Stated exercise: Starting with the line containing "Prompt: place one marker on each instance of the water" and going on through the end of the items below, write out every line again in full, shifting each x and y coordinate in the answers up by 98.

# Records supplied start

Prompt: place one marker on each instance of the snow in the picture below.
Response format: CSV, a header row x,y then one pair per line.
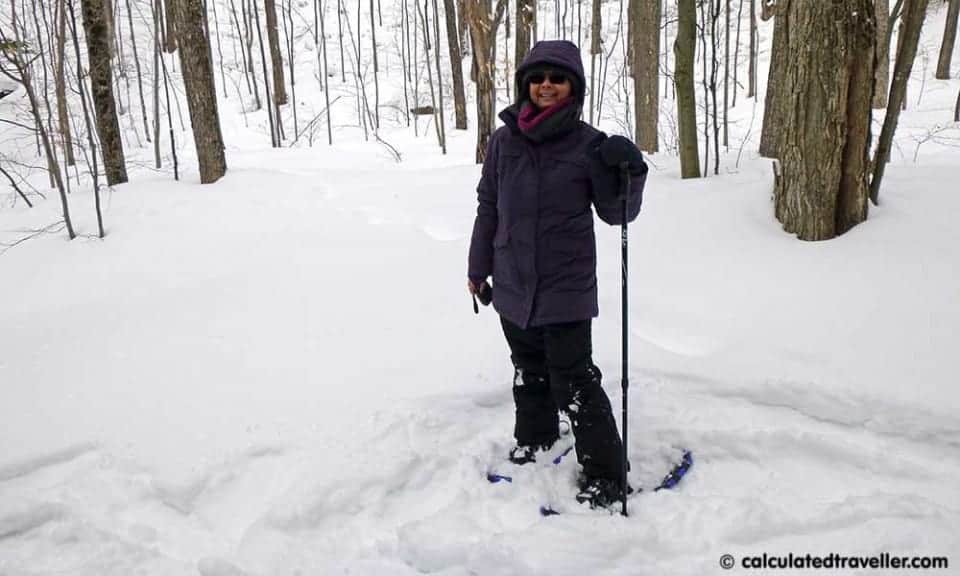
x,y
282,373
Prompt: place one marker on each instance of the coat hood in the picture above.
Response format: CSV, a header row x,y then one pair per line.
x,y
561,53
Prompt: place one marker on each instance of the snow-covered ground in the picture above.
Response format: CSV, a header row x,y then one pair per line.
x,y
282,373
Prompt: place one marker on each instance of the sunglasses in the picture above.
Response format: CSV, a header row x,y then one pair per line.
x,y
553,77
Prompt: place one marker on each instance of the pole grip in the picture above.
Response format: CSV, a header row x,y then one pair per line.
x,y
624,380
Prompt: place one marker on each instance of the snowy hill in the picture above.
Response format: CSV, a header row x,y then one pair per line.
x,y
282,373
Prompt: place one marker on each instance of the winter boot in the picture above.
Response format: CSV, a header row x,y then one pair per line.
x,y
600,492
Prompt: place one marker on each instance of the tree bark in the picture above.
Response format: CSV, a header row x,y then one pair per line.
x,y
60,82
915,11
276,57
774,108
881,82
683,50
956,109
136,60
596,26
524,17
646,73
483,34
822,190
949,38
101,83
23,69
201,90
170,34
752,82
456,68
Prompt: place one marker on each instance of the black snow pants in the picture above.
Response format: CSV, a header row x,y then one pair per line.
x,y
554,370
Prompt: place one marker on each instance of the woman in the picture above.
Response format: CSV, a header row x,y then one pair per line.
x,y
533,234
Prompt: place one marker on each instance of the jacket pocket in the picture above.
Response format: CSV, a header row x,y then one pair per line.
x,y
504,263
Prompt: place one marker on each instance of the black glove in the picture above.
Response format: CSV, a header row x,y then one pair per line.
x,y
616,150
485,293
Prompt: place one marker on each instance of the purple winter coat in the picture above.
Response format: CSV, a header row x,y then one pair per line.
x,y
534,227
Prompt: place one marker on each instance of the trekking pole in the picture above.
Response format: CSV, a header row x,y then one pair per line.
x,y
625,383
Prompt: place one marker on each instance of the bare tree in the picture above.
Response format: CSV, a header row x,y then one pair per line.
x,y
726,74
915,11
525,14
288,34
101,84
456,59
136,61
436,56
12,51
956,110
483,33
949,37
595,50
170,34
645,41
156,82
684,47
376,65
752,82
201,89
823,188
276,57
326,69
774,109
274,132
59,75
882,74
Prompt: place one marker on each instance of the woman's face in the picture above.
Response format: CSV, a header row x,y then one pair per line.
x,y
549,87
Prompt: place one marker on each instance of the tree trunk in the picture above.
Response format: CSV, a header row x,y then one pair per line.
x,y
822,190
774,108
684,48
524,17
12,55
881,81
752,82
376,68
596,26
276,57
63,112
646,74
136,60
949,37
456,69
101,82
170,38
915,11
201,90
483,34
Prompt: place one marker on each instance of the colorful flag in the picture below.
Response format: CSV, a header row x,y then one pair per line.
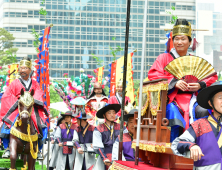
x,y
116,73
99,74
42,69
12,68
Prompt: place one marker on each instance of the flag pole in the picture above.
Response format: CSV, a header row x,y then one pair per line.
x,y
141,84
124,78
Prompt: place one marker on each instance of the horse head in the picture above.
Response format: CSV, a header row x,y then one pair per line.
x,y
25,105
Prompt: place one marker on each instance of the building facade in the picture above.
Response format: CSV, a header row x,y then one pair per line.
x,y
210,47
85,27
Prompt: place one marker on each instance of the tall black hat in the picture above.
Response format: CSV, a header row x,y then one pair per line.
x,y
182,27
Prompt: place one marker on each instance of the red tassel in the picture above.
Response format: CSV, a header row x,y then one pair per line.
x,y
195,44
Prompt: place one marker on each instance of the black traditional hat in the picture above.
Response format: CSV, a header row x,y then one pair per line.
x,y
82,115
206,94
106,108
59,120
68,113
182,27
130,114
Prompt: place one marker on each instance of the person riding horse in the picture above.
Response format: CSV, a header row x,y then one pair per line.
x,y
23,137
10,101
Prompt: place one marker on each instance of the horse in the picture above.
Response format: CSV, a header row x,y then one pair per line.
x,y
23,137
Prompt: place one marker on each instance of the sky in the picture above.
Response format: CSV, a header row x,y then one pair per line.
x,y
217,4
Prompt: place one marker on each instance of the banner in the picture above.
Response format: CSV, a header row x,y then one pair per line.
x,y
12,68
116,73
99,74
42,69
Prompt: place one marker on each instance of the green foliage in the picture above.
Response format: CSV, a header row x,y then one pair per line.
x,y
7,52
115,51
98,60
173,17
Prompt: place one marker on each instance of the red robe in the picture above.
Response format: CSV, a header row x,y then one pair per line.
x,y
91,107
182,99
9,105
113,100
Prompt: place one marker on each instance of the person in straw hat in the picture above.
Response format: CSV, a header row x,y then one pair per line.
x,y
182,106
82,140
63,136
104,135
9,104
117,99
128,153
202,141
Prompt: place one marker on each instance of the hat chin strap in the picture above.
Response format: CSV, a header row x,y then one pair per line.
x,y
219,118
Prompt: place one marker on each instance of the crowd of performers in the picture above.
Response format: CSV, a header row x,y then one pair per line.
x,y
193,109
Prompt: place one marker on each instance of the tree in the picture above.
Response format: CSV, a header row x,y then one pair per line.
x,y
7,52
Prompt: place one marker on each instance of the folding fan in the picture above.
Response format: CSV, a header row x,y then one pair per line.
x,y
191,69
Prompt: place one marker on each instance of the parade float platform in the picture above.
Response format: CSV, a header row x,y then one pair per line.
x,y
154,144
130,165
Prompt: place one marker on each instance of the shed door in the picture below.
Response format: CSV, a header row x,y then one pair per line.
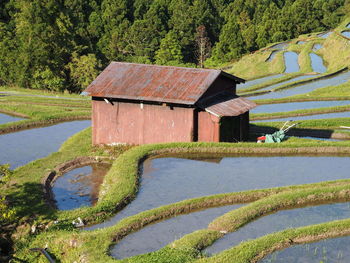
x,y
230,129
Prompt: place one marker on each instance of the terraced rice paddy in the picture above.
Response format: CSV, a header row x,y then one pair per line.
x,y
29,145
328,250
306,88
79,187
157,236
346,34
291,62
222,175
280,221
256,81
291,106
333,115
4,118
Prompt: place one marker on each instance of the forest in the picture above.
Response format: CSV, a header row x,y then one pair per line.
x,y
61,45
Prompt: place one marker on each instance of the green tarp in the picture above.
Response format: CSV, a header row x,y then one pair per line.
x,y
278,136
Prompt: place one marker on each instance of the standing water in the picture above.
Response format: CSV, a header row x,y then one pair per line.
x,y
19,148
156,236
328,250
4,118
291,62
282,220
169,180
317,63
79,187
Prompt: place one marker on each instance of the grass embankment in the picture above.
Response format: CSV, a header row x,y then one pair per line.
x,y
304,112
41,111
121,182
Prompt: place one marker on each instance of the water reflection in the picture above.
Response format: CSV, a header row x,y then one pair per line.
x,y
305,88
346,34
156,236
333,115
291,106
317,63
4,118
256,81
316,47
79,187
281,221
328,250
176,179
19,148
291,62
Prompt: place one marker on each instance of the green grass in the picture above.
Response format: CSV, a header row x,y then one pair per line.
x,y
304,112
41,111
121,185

# Records supplied end

Exercise response:
Prompt: place one marker on each instance of the water reflection in the picture above.
Response format: CSV, a header row x,y then one pair per line.
x,y
403,186
444,132
254,334
431,213
389,204
415,161
102,216
354,179
414,145
177,285
379,319
426,348
274,277
117,246
389,160
Prompt: place one marker on each instance of the green grass in the picture above.
Response format: CSV, a header row x,y then one pair per line.
x,y
402,210
139,209
219,283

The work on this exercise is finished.